→ What you have to do:
Your answer must be every line of the data below that holds the string "wall", copied exactly.

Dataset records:
=======
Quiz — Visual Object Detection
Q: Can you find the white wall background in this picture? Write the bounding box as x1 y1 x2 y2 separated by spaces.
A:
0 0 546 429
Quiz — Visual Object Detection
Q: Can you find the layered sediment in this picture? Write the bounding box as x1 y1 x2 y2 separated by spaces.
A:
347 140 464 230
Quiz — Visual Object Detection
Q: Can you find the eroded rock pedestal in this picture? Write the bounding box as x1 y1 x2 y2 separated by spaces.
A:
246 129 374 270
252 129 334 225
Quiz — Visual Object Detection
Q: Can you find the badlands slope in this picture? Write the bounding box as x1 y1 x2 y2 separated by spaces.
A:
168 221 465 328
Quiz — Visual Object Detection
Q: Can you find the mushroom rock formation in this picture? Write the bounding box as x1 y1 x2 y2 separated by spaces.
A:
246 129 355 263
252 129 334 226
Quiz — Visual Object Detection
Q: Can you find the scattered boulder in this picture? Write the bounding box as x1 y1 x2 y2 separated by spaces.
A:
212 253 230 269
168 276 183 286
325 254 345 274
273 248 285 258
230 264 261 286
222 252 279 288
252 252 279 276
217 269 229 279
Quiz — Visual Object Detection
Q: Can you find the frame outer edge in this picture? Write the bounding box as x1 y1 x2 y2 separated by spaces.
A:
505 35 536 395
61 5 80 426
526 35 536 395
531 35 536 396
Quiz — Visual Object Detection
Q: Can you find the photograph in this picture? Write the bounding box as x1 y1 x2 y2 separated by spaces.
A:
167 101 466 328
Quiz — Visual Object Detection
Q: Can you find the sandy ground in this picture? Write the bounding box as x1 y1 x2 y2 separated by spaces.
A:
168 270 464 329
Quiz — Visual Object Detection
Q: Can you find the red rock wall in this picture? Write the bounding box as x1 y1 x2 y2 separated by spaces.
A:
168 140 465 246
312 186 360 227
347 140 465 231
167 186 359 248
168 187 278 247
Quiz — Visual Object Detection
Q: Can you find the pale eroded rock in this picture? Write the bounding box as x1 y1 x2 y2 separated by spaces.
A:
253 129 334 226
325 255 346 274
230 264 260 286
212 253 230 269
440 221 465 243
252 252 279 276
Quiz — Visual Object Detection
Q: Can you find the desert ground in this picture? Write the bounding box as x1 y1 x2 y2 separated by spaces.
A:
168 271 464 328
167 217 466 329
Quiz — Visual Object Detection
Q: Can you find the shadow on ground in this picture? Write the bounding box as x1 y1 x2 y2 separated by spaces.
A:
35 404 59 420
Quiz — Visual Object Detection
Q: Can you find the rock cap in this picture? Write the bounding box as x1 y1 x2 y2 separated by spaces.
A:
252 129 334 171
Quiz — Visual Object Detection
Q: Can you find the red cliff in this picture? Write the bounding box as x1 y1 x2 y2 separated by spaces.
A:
=======
→ Written response:
Q: Can you find the white wall background in this picture? Write the bounding box as x1 y1 x2 y2 separated by spaces.
Q: Can you find the red rock wall in this picture? Write the bounding box as x1 y1 x2 y2 separated by spaces.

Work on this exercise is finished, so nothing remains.